>> Start Input data

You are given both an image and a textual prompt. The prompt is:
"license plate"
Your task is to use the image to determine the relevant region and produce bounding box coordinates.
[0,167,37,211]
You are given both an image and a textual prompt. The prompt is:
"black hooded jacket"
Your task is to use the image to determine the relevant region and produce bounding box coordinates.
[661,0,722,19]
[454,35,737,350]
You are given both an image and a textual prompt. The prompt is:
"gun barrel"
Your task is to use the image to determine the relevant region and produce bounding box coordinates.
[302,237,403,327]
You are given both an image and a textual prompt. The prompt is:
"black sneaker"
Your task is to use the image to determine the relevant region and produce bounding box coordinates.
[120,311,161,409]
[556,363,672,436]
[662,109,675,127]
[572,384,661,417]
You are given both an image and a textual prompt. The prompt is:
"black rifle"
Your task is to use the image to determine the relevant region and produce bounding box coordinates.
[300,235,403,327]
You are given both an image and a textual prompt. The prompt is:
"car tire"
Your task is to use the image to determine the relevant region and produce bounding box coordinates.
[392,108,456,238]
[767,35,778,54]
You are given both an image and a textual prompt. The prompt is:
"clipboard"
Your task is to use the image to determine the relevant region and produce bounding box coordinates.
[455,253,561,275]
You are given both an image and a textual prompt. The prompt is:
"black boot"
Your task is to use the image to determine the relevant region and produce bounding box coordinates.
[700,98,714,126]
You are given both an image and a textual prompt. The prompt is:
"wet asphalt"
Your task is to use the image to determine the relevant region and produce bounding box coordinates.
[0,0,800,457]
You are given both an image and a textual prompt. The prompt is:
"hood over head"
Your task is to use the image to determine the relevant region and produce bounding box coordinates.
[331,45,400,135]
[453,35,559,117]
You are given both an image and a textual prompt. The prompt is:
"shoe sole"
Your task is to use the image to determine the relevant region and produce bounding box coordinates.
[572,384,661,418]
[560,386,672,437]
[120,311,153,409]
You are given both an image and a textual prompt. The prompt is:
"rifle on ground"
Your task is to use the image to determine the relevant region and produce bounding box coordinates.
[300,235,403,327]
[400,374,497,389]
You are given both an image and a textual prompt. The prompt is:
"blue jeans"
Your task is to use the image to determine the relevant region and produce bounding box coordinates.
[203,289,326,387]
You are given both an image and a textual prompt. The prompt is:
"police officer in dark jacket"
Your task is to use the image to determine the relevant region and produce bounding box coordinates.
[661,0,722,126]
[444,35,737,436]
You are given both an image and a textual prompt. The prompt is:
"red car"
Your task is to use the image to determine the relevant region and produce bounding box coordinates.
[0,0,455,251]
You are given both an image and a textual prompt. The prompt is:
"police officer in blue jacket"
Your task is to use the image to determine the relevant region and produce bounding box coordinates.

>> End Input data

_Task objective_.
Put every line above into a Markdown table with the columns "No." and "Line", numbering the rows in order and leaving out any blank lines.

_Completed task_.
| No. | Line |
|---|---|
| 1 | You are given both an image and a textual prompt. The prompt is: |
| 2 | "license plate" |
| 3 | Your task is to use the image to determine the relevant region and produce bounding box coordinates. |
| 4 | [0,167,37,211] |
| 5 | You are given both an image and a textual prompt. The prompt is: |
| 6 | "black hooded jacket" |
| 7 | Your task is to use the image to determine the relevant region and produce bounding box coordinates. |
| 8 | [661,0,722,19] |
| 9 | [454,35,737,350] |
| 10 | You are given both an image and a textual prompt. The prompt is: |
| 11 | "gun barrel" |
| 12 | Your task is to use the image to determine the relevant region and produce bounding box coordinates. |
| 13 | [302,237,403,327] |
| 14 | You are given both an image and a textual prompt. The prompt is: |
| 15 | "black sneaker" |
| 16 | Your task is to use the image to determine the relevant region and produce bounding box coordinates. |
| 17 | [120,311,161,409] |
| 18 | [556,363,672,436] |
| 19 | [662,109,675,127] |
| 20 | [572,384,661,417] |
| 21 | You are given both an image and a textual prompt. The prompt is: |
| 22 | "black rifle" |
| 23 | Your task is to use the image to determine the relevant region and produce bounding box coordinates. |
| 24 | [300,235,403,327] |
| 25 | You are given both an image and a textual prompt. The prompt is: |
| 26 | "car tire" |
| 27 | Your task is to use the image to determine the relevant region and produce bounding box coordinates. |
| 28 | [392,108,456,238] |
| 29 | [767,35,778,54] |
| 30 | You are given both an image and a textual prompt. The prompt is: |
| 31 | "clipboard" |
| 32 | Your task is to use the image to determine the relevant region and produce bounding box coordinates. |
| 33 | [455,253,561,275] |
| 34 | You are given both an image and a textual prompt. The prompt is: |
| 35 | "black boot" |
| 36 | Your task is to use the image to determine the relevant region and produce bounding box coordinates. |
| 37 | [700,98,714,126] |
| 38 | You are given both an image and a textual prompt. The prompt is: |
| 39 | "wet asphalt" |
| 40 | Your task is to use the image to determine the relevant region and produce bounding box coordinates. |
| 41 | [0,0,800,457] |
| 42 | You are given both an image and a textual prompt. The prompt is: |
| 43 | "hood over head" |
| 44 | Your task is to use the image to determine the relevant region and produce bounding box coordinates. |
| 45 | [331,45,400,135] |
| 46 | [453,35,559,117] |
| 47 | You are given both an image and a textual prompt. The prompt is: |
| 48 | "shoe sole" |
| 49 | Your task is to use the image to determine the relevant region and produce bounding box coordinates. |
| 50 | [572,384,661,418] |
| 51 | [560,386,672,437] |
| 52 | [120,311,153,409] |
| 53 | You are given both an image and a textual prompt. The prompt is: |
| 54 | "rifle on ground" |
| 55 | Your task is to use the image to determine the relevant region and produce bounding box coordinates. |
| 56 | [300,235,403,327] |
| 57 | [400,374,497,389] |
| 58 | You are given both an image and a textual prompt. The prompt is: |
| 59 | "blue jeans" |
| 60 | Your task is to use the image to determine the relevant region and produce bounding box coordinates. |
| 61 | [203,289,326,387] |
| 62 | You are given both an image and a textual prompt. The prompt is: |
| 63 | "police officer in dark jacket" |
| 64 | Your task is to use the image to determine the relevant region and produce bounding box coordinates. |
| 65 | [661,0,722,126] |
| 66 | [444,35,737,436] |
| 67 | You are given both an image and a textual prompt. The prompt is: |
| 68 | "red car" |
| 69 | Your task is to use the image to determine the relevant region and produce bounding box coordinates. |
| 70 | [0,0,455,251] |
| 71 | You are given both an image and a textual prompt. The prompt is: |
| 72 | "police officer in blue jacket" |
| 73 | Your task is to use the image to determine the relevant region and produce bounding box coordinates. |